> **Exercise input**
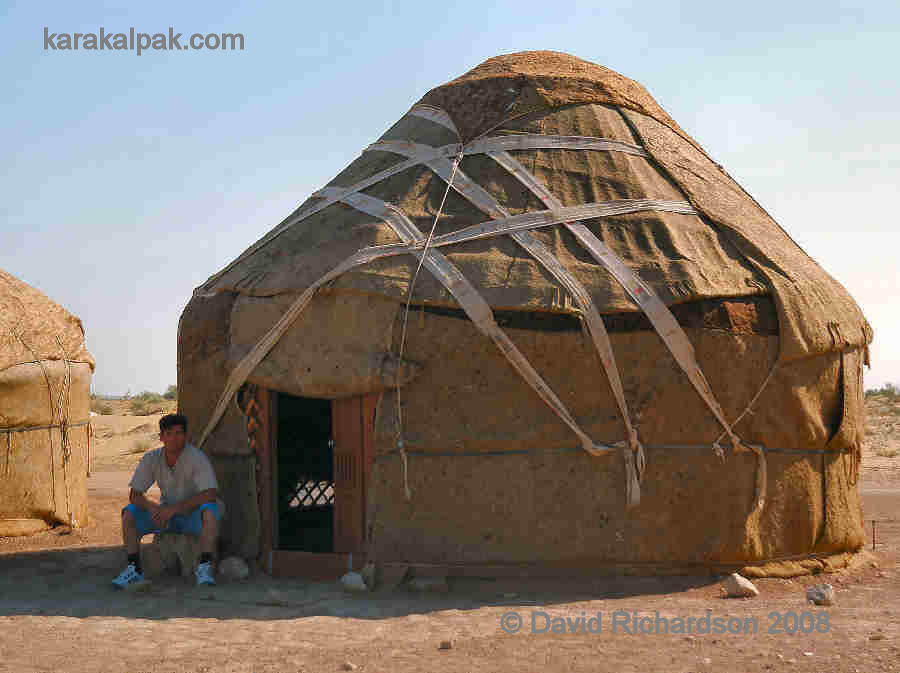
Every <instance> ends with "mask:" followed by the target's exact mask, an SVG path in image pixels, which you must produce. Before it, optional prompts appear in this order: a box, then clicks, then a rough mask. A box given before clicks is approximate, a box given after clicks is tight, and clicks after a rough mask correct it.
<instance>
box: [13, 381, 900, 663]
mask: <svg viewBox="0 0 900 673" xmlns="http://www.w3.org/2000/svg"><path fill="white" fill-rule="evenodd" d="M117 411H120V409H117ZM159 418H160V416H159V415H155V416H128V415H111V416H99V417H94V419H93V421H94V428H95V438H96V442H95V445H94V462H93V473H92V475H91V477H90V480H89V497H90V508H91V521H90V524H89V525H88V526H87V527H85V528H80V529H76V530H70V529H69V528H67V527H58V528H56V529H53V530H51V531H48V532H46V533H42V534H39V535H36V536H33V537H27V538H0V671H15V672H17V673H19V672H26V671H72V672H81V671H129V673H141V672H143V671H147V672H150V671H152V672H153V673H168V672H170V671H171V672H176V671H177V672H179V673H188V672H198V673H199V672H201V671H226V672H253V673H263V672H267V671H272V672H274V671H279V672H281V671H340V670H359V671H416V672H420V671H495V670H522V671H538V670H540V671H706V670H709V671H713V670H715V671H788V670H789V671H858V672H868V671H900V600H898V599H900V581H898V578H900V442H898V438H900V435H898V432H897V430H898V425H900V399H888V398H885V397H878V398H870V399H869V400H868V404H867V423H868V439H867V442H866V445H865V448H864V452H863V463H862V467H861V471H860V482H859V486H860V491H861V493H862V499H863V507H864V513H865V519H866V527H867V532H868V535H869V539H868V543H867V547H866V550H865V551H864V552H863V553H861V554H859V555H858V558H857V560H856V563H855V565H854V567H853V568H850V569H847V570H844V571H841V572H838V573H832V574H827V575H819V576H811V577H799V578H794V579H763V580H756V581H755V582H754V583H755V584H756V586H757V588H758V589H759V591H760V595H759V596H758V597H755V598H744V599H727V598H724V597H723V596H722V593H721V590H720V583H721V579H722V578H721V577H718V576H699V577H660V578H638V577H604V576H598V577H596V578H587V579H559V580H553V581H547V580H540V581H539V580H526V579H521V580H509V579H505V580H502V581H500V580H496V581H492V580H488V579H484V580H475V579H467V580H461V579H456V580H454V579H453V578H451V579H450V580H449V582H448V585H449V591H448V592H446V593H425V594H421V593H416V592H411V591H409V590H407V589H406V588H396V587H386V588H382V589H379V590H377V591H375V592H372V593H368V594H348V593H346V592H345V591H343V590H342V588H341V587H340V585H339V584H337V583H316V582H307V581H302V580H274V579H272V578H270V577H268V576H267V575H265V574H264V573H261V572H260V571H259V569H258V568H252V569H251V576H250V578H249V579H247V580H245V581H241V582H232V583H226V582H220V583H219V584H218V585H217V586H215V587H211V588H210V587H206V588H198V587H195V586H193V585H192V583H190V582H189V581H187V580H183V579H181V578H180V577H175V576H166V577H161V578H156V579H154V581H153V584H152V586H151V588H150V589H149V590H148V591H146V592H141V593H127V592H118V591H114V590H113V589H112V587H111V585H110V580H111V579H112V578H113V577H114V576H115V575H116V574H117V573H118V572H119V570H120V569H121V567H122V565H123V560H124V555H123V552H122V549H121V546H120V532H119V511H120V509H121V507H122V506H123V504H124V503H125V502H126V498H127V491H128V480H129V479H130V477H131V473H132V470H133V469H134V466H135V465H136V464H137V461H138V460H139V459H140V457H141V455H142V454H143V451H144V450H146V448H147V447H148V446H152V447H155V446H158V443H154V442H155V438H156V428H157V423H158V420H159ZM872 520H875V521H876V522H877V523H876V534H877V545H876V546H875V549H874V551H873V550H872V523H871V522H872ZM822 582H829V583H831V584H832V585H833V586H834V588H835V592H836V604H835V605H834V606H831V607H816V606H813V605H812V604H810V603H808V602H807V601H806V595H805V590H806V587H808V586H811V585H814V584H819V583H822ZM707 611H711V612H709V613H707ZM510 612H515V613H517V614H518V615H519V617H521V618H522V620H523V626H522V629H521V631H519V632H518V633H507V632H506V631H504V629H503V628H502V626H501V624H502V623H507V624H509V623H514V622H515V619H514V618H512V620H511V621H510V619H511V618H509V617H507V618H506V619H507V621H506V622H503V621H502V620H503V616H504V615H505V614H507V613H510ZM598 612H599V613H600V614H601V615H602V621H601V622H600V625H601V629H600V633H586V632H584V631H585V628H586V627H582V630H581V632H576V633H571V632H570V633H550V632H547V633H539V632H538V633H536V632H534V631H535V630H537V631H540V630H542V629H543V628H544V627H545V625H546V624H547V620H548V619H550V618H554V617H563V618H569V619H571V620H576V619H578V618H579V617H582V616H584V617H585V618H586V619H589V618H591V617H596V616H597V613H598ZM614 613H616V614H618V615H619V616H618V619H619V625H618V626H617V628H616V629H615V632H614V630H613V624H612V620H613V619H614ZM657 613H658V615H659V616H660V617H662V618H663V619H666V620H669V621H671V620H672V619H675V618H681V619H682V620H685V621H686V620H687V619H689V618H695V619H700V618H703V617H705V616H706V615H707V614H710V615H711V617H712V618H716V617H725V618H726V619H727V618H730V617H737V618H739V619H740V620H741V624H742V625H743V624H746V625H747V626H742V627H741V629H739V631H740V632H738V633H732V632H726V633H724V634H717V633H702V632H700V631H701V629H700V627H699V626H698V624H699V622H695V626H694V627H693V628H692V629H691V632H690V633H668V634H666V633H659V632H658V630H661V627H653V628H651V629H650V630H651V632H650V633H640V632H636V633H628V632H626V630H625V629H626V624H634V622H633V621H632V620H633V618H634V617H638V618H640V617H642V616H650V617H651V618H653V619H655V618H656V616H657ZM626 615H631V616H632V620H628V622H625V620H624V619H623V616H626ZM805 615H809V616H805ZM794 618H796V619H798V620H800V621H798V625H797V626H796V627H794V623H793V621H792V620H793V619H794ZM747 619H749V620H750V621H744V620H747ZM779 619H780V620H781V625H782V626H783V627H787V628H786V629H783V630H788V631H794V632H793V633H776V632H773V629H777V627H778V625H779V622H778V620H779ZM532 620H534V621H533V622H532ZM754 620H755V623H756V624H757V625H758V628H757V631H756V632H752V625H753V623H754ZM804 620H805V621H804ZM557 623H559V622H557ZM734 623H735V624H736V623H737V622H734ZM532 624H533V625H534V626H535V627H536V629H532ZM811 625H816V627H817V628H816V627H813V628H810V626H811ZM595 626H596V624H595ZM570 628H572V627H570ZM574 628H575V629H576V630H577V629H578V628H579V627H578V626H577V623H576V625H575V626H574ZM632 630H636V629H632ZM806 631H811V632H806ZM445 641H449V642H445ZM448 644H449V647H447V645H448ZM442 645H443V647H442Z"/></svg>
--
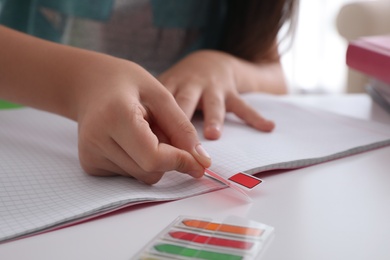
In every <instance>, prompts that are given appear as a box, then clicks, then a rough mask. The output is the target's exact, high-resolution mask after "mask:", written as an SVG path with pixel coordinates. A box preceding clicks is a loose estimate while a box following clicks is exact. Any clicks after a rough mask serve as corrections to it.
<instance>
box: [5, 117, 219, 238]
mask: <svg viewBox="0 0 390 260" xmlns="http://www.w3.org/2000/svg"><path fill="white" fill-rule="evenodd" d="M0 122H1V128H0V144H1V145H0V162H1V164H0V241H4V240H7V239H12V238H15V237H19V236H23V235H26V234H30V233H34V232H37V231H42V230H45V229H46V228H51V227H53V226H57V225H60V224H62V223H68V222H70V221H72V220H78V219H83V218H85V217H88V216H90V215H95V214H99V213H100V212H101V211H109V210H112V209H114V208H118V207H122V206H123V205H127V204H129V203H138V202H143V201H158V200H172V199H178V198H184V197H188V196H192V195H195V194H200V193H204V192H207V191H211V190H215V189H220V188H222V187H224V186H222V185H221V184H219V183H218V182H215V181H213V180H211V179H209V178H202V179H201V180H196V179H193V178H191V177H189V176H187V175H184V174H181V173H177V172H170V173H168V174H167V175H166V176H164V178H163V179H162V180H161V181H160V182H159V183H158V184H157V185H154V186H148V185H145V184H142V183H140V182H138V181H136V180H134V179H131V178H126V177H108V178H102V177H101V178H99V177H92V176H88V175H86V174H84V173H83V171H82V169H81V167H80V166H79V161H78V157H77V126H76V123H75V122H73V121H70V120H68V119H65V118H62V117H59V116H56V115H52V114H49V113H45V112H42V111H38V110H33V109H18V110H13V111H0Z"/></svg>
---
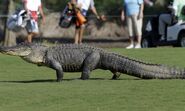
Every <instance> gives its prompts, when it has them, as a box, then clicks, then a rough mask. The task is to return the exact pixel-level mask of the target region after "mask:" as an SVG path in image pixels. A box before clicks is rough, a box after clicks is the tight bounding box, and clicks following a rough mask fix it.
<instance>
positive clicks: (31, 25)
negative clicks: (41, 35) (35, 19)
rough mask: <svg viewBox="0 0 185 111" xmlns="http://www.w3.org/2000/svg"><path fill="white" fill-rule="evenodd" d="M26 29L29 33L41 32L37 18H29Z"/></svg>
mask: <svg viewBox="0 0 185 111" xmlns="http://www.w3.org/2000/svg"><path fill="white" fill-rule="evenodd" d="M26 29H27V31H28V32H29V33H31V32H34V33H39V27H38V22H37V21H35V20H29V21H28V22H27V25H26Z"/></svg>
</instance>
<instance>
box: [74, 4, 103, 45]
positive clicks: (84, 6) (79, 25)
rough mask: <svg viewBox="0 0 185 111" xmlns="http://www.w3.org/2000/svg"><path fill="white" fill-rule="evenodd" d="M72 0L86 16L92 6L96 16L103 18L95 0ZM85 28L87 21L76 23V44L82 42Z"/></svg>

> **About this task**
Copy the stretch of rows from the line containing "</instance>" through the line containing "0L86 16L92 6L96", keeping every character unchanged.

> **Response area**
</instance>
<instance>
box: [74, 4, 103, 45]
positive clicks: (84, 6) (79, 25)
rough mask: <svg viewBox="0 0 185 111" xmlns="http://www.w3.org/2000/svg"><path fill="white" fill-rule="evenodd" d="M72 0L86 16L92 6L96 16L103 18L95 0ZM85 28L87 21L76 23V44L82 42Z"/></svg>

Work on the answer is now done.